* START Extracted information *

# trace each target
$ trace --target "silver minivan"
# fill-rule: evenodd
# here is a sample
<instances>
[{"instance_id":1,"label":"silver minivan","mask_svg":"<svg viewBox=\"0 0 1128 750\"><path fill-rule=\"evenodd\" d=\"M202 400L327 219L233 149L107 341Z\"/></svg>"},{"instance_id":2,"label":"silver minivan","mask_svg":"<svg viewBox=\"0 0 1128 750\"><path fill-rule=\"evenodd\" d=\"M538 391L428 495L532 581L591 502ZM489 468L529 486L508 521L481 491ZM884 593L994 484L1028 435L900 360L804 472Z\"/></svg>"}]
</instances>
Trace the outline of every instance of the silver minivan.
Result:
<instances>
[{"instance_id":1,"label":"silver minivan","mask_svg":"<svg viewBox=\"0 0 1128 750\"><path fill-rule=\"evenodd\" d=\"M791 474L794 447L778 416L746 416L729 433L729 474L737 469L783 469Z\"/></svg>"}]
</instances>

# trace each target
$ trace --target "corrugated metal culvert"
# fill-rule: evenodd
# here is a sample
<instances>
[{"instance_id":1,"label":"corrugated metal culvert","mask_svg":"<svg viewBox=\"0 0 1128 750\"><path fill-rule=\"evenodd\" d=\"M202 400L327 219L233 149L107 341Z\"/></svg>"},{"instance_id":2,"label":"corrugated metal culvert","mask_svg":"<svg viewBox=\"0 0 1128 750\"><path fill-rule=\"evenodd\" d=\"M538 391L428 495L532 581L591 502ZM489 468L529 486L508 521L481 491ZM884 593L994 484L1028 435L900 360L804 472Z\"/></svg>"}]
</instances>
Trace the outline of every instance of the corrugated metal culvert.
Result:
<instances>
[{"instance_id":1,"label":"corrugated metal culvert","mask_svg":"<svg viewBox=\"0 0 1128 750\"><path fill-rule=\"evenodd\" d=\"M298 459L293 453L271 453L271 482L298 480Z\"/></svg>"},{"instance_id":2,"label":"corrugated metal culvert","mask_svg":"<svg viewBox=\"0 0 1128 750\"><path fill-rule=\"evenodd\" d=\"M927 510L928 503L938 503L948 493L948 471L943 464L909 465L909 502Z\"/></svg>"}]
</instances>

* END Extracted information *

## Your goal:
Pick out every line in the records above that contains the word "outline", and copy each one in full.

## In response:
Trace the outline of every instance of the silver minivan.
Trace the outline of every instance of the corrugated metal culvert.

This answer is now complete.